◆ やること
国際移植大会の記事の一部を、「臓器移植という生命をつなぐ医」を含むところから書き始め、「配分や共用機構」が開催した。」で終えて、そのまま書き写せ。

◆ 検討対象の文章
━━━━━━━━━━━━━━━━

第26回国際移植大会が行われた香港会議展覧センターの内部(大紀元)
臓器狩り

国際移植大会 中国医師団「臓器狩り」もみ消し図る

臓器移植という生命をつなぐ医療が話し合われる国際会議に、「人道犯罪者の参加」という不信感が残る内容だった。第26回国際移植学会(TTS)大会が香港で開催されたが、臓器の強制摘出問題で非難されている中国が参加した。さらに、前日にはTTS現議長と前議長が参加した、中国移植医療関係者向けの限定会議が行われた。中国の医師団は「臓器狩り」のもみ消しを図ったとみられている。

 TTS開催前 中国主体の限定会議 国際非難かわすためか

19日から23日に開催されたTTSに、中国が参加することは、開催前から人権団体や医学界から非難の声が上がっていた。中国の臓器移植は、ドナーや臓器の出所が不明で、多くは「良心の囚人」とされる刑務所の収容者であるとされているためだ。

限定会議は、中国政府機構の「中国臓器移植発展基金会」「中国人臓器配分や共用機構」が開催した。

━━━━━━━━━━━━━━━━

◆ データ抜粋

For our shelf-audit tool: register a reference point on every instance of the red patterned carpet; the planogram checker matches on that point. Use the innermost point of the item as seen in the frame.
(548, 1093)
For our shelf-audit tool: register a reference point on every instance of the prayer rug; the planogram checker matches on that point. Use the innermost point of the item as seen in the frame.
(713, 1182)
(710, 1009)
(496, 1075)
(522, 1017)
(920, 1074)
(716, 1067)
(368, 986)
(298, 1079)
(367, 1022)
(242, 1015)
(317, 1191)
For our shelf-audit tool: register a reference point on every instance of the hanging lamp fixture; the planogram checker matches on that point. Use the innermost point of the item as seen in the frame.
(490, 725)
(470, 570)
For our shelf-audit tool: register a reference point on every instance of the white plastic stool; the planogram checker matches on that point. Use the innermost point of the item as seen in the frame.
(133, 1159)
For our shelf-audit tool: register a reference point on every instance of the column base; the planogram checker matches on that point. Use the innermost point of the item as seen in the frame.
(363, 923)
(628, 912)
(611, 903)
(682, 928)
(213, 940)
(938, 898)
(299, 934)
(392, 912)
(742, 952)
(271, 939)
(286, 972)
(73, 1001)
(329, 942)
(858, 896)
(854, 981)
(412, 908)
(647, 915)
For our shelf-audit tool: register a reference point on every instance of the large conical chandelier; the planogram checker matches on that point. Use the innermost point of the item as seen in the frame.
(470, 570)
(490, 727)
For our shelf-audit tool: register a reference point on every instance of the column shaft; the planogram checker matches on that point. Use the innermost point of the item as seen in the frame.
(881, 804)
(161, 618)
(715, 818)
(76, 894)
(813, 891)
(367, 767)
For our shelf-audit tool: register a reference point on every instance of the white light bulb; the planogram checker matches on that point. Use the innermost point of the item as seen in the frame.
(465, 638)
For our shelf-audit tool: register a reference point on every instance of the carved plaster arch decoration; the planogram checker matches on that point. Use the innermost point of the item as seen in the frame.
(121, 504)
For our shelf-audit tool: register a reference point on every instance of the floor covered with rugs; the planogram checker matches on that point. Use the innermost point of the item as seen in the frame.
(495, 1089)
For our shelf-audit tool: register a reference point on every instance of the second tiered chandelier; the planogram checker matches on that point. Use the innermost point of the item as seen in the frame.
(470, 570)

━━━━━━━━━━━━━━━━

◆ 最終回答
臓器移植という生命をつなぐ医療が話し合われる国際会議に、「人道犯罪者の参加」という不信感が残る内容だった。第26回国際移植学会(TTS)大会が香港で開催されたが、臓器の強制摘出問題で非難されている中国が参加した。さらに、前日にはTTS現議長と前議長が参加した、中国移植医療関係者向けの限定会議が行われた。中国の医師団は「臓器狩り」のもみ消しを図ったとみられている。

 TTS開催前 中国主体の限定会議 国際非難かわすためか

19日から23日に開催されたTTSに、中国が参加することは、開催前から人権団体や医学界から非難の声が上がっていた。中国の臓器移植は、ドナーや臓器の出所が不明で、多くは「良心の囚人」とされる刑務所の収容者であるとされているためだ。

限定会議は、中国政府機構の「中国臓器移植発展基金会」「中国人臓器配分や共用機構」が開催した。